SOURCE EXCERPT:
When the Justice Department announced the review Monday evening, it also asked a federal judge for more time to revisit an agreement with Baltimore City, which is started negotiating with the feds after the death of Freddie Gray.
Bains worked on the Civil Rights Division’s investigation of the Ferguson police department after the death of Michael Brown. He said if the Justice Department didn’t want to go as far as asking federal judges to lift the consent decrees currently in place on 14 cities around the country, he could signal to them that he wouldn’t enforce those decrees as strictly as his predecessor would have.
“What happened last night shows the DOJ is beginning to step away from systemic police reform,” he said.
Consent decrees are powerful because city officials run the risk of being held in contempt of court if they violate them. To be held in contempt, the Justice Department would typically have to file a motion for contempt with the judge overseeing the decree. Bains said Sessions’s move could signal that the Justice Department may give police departments and city officials more leeway before taking that step—making their efforts to push for reform less exacting.
What’s most likely is that the Justice Department will look to change the requirements of various consent decrees. Consent decrees typically come with built-in amending processes if one or both parties agree the court order needs to change. Consent decrees could be amended, for instance, to require less paperwork or less data collection on traffic stops. The fact that Sessions is subjecting all the consent decrees to review means changes along those lines are likely.
Many civil rights advocates argue that only court orders can put enough sustained pressure on police departments to create reform. Samuel Walker, professor emeritus of criminal justice at the University of Omaha, said cities that have gone through this process often see improvements.
“They’re not perfect,” he said. “There has been backsliding in some, particularly Pittsburgh. But most of them are better than they were beforehand, and that’s a major achievement.”
One of those cities is Newark, New Jersey. Sen. Cory Booker, formerly the city’s mayor, criticized Sessions’s move, citing Newark’s experience under a consent decree.

TASK DIRECTIONS: Please summarize the excerpt on police consent decrees in three sentences. The items that come next are separate material from the excerpt on police consent decrees.

DATASET:

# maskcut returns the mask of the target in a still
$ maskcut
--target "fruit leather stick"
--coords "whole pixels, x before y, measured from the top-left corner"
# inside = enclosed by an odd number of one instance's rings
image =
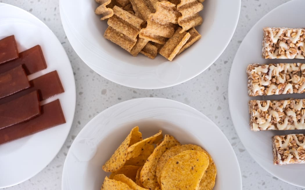
[[[58,99],[41,106],[40,115],[19,124],[0,130],[0,144],[66,123]]]
[[[39,100],[42,101],[65,92],[56,71],[47,73],[30,81],[31,87],[0,99],[0,105],[12,101],[36,90]]]
[[[22,67],[20,66],[16,67],[0,74],[0,98],[30,86],[27,76]]]
[[[0,40],[0,65],[18,58],[18,49],[13,35]]]
[[[39,115],[39,103],[38,93],[35,91],[0,105],[0,129]]]
[[[28,75],[47,68],[40,46],[37,45],[20,53],[18,59],[0,64],[0,73],[21,65]]]

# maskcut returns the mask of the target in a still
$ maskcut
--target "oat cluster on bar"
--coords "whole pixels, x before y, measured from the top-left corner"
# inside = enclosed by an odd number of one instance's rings
[[[305,91],[305,64],[249,65],[247,74],[248,93],[251,96]]]
[[[250,100],[253,131],[305,129],[305,99]]]
[[[303,134],[276,135],[272,138],[275,164],[305,164]]]
[[[263,58],[305,58],[305,29],[265,28],[264,33]]]

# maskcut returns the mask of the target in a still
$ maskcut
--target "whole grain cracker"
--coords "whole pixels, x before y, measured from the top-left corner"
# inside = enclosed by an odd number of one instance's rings
[[[191,36],[188,33],[181,33],[182,30],[178,28],[160,50],[160,54],[170,61],[173,60]]]
[[[106,172],[113,172],[119,170],[127,160],[128,147],[142,140],[142,133],[139,131],[139,127],[137,126],[132,129],[109,160],[103,165],[103,170]]]
[[[158,48],[149,42],[140,52],[151,59],[154,59],[158,53]]]
[[[164,136],[163,140],[147,158],[141,170],[139,181],[143,187],[147,189],[154,189],[159,185],[156,175],[159,158],[169,148],[180,144],[173,136],[169,135]]]

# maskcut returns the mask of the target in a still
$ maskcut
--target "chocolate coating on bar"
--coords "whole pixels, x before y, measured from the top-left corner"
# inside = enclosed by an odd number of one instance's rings
[[[40,114],[37,91],[0,105],[0,129],[28,120]]]
[[[11,101],[35,90],[38,90],[39,100],[42,101],[65,92],[56,71],[30,81],[30,88],[0,99],[0,105]]]
[[[37,45],[19,54],[19,58],[0,65],[0,73],[22,65],[28,75],[47,68],[40,46]]]
[[[13,35],[0,40],[0,64],[18,58],[18,49]]]
[[[30,86],[27,76],[21,66],[0,74],[0,98]]]
[[[58,99],[42,106],[41,111],[38,117],[0,130],[0,144],[66,123]]]

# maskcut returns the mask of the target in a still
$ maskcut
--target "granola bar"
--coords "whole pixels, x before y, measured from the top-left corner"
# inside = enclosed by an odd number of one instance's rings
[[[272,141],[274,164],[305,164],[303,134],[276,135]]]
[[[263,58],[305,58],[305,29],[265,28],[264,33]]]
[[[251,96],[305,92],[305,64],[249,65],[247,74]]]
[[[305,129],[305,99],[250,100],[251,130]]]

PROBLEM SOLUTION: The Justice Department announced a review of all consent decrees and asked a judge for more time to revisit its agreement with Baltimore, a move that Bains, who worked on the Ferguson investigation, said could signal less strict enforcement. The most likely outcome is that the department will seek to amend decree requirements, for instance to require less paperwork or less data collection on traffic stops. Civil rights advocates argue that only court orders can sustain pressure for reform, Samuel Walker said most cities under decrees are better than before, and Sen. Cory Booker criticized the move, citing Newark's experience.